### [DATA FOR THIS EXERCISE]
---+---

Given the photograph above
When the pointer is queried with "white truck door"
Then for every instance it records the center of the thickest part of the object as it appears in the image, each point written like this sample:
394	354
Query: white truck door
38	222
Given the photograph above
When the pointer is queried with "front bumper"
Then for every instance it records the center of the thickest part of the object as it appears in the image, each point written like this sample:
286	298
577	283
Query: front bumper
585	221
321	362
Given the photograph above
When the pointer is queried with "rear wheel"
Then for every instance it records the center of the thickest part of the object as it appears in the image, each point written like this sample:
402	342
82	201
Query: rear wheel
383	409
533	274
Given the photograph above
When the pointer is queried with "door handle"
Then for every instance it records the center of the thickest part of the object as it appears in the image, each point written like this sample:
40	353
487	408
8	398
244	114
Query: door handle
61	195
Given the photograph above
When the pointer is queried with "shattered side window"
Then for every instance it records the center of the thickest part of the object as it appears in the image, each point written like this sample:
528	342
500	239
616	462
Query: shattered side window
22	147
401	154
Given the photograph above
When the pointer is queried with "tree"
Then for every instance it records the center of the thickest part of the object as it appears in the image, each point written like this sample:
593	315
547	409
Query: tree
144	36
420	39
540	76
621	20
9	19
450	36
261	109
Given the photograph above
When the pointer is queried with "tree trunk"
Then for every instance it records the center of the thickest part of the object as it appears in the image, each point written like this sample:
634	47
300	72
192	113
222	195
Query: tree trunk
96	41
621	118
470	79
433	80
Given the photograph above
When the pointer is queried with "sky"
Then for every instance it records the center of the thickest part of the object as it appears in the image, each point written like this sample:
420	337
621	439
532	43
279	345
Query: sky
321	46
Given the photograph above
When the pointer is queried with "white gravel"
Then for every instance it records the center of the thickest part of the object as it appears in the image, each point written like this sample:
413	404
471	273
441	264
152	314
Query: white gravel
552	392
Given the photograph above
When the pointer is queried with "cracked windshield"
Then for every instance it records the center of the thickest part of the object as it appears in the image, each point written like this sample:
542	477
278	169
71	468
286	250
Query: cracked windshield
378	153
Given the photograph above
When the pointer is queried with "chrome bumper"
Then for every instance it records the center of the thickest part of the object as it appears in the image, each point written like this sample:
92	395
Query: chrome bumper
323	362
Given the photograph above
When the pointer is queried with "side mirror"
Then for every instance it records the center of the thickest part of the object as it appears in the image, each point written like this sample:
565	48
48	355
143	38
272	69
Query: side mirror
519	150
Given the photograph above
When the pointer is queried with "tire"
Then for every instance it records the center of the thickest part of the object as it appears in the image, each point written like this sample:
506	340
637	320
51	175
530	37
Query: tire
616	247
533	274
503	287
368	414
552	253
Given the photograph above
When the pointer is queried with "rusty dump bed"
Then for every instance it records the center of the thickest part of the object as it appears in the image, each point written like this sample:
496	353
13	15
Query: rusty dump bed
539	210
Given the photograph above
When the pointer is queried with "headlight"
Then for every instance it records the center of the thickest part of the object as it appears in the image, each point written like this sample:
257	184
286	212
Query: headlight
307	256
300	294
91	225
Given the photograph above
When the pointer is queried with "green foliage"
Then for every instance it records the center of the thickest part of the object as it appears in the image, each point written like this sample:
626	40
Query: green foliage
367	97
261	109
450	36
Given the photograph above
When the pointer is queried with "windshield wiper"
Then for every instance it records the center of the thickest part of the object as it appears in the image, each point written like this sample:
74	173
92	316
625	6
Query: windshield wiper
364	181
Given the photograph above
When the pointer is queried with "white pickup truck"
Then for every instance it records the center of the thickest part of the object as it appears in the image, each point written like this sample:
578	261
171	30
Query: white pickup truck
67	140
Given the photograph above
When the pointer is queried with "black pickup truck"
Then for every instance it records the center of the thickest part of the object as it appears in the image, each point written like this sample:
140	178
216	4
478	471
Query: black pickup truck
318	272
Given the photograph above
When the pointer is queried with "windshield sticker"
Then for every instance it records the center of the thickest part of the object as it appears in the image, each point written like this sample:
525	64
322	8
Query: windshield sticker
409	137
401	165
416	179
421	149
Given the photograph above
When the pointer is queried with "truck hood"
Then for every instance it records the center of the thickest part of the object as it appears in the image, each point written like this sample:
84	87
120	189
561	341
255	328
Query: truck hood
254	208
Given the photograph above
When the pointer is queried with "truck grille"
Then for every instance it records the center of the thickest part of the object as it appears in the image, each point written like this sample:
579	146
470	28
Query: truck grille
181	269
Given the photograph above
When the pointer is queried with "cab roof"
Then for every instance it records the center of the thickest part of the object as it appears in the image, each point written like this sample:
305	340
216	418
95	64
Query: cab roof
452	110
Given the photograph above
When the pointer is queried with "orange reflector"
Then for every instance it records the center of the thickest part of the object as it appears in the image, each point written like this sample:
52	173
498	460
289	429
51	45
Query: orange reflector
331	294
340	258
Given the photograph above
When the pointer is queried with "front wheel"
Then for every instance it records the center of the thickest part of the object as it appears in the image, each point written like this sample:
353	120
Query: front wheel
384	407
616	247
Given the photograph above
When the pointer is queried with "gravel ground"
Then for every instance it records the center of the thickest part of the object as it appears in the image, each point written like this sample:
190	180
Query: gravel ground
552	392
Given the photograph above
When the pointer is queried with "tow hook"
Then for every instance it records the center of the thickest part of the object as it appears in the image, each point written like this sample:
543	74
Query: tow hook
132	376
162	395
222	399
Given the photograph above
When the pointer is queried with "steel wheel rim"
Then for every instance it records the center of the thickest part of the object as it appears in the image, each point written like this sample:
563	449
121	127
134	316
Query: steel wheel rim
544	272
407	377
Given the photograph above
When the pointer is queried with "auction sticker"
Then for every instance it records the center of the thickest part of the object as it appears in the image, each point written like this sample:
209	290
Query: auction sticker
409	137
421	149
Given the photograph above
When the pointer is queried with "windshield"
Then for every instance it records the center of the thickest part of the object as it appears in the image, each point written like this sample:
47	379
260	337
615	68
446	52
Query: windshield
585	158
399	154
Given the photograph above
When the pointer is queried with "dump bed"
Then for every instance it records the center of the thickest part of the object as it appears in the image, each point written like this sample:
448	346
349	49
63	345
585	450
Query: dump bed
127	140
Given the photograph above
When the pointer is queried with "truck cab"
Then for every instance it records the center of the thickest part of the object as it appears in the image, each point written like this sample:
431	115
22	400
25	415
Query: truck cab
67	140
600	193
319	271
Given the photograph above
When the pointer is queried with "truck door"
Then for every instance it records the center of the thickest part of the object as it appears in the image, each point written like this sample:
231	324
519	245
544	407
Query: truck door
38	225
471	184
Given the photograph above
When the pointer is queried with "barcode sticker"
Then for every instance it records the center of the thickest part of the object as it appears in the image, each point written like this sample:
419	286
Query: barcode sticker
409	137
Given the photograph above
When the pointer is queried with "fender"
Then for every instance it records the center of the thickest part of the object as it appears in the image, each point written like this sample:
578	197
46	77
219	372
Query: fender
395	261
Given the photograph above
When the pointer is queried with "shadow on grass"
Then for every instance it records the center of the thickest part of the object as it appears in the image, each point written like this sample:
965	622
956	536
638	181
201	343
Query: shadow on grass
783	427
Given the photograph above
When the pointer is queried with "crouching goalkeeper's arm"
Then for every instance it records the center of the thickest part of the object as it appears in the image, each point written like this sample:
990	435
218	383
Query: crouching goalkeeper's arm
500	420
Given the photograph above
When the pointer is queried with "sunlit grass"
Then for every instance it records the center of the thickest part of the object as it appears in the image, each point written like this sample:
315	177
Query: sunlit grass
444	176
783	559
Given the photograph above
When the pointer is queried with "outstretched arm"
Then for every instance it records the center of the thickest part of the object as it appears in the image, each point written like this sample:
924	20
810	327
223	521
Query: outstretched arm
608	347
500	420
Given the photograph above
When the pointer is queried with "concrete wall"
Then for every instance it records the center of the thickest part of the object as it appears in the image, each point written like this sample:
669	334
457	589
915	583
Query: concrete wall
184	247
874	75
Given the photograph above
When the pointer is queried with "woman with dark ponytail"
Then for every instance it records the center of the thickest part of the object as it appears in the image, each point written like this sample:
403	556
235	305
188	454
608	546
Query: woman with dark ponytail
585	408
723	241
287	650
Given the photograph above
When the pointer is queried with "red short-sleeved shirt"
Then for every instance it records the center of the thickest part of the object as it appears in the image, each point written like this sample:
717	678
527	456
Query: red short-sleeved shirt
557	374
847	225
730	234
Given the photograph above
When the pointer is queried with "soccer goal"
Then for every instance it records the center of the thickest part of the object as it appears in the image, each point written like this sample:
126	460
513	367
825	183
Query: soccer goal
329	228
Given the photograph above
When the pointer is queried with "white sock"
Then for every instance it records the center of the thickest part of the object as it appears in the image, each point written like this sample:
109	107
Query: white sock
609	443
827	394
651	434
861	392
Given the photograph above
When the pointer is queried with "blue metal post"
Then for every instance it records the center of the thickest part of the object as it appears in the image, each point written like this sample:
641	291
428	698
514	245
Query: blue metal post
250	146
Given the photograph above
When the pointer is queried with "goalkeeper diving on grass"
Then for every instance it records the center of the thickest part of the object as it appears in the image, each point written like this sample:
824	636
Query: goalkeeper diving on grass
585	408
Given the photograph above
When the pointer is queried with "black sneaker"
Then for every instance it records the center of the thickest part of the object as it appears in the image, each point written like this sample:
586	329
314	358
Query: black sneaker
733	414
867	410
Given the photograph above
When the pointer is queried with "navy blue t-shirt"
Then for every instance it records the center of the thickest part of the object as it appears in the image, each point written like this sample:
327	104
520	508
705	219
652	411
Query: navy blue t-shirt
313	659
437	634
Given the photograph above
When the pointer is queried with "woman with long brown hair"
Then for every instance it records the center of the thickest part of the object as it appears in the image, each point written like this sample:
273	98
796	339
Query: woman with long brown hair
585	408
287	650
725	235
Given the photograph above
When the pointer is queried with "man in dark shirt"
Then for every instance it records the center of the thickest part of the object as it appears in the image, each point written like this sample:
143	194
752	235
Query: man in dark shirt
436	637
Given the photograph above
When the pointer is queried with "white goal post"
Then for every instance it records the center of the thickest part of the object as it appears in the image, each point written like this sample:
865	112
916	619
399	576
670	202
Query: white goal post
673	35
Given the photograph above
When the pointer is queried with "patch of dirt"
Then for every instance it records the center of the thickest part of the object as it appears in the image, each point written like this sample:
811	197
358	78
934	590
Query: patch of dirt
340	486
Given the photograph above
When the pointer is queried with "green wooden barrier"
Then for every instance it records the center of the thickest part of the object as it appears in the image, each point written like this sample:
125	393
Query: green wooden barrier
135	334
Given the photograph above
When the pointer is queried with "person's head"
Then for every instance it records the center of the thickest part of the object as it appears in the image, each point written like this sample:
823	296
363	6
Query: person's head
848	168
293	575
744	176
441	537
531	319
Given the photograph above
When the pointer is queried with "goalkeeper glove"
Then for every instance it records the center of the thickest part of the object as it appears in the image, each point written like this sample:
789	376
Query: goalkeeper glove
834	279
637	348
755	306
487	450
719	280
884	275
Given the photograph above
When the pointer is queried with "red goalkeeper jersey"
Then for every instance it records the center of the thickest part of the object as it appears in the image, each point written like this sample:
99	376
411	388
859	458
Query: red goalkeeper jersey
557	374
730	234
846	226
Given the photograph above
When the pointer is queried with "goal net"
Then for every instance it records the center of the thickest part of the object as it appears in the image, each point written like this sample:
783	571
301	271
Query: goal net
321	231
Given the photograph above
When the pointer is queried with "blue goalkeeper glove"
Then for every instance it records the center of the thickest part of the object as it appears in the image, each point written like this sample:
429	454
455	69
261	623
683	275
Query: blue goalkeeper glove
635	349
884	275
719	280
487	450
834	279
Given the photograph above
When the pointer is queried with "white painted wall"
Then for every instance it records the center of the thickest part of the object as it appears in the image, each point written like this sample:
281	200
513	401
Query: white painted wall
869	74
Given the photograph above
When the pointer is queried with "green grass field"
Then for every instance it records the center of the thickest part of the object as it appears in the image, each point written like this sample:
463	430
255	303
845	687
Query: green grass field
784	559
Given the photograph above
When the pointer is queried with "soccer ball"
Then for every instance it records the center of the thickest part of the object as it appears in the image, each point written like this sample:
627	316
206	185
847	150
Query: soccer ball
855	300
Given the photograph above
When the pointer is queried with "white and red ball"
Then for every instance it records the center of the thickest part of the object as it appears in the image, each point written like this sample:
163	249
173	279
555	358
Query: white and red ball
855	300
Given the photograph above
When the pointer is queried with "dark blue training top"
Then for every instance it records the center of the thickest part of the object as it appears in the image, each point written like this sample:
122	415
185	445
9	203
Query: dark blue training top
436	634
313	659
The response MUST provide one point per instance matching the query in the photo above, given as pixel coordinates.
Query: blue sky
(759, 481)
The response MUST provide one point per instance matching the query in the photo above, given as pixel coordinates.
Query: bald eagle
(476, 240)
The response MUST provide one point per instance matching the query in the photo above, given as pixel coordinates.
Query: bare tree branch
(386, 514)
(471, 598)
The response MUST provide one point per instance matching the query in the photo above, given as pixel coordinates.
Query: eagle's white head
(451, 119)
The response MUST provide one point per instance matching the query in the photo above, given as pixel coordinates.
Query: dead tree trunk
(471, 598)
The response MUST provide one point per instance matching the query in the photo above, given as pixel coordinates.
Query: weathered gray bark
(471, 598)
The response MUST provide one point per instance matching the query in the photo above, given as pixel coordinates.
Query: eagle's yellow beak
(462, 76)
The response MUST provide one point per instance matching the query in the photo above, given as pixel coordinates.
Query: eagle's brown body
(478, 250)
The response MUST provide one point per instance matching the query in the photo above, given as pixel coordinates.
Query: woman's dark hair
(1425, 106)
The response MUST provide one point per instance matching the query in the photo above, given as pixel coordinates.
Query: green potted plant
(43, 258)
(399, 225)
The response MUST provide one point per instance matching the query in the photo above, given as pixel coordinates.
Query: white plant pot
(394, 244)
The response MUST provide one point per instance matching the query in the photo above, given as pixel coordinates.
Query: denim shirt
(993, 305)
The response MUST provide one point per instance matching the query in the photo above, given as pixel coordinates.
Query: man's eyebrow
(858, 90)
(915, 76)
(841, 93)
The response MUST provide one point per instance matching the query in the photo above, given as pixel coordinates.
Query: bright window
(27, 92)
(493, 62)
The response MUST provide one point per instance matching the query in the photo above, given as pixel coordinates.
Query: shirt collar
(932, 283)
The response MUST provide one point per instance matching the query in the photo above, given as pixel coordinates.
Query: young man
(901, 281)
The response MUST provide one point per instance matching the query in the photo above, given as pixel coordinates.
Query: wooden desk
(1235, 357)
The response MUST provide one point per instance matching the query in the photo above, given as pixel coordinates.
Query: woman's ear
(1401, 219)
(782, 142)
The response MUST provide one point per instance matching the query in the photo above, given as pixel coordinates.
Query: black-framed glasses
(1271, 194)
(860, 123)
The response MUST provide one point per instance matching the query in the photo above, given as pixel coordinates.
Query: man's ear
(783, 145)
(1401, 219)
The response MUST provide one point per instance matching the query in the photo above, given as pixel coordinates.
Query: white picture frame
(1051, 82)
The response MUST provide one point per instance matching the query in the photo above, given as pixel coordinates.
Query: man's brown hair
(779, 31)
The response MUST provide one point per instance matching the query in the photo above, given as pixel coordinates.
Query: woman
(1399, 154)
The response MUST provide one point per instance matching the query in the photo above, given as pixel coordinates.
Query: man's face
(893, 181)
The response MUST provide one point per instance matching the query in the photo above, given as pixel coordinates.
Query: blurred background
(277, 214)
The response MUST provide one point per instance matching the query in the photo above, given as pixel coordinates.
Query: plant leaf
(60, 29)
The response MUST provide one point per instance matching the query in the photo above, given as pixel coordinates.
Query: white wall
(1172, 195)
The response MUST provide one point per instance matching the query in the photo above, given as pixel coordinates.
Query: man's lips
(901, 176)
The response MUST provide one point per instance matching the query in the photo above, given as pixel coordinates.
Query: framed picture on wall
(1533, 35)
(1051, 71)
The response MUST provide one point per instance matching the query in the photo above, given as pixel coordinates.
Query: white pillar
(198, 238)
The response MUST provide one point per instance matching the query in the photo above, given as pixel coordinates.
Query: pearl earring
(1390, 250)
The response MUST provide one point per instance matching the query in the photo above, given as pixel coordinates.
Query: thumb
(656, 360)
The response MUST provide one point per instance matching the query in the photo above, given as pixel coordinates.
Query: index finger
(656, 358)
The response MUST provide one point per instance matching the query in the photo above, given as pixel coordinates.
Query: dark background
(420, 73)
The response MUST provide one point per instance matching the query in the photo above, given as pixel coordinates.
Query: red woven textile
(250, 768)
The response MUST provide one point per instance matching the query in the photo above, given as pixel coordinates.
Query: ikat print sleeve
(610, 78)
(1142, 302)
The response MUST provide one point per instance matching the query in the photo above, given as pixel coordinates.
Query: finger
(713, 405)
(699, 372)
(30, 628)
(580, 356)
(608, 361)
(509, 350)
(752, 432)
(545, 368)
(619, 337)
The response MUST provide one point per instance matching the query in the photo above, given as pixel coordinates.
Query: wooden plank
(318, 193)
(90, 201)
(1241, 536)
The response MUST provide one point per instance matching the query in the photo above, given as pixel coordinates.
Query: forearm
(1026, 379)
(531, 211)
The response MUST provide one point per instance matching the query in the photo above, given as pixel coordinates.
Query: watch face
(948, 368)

---+---

### [THE EXERCISE]
Pull out every line of the entries above that contains the word "side" and list those lines in their original order.

### [WRITTEN RESPONSE]
When the pointer is queried with "shattered side window"
Query: shattered side window
When the pointer is queried with "side mirror"
Query: side mirror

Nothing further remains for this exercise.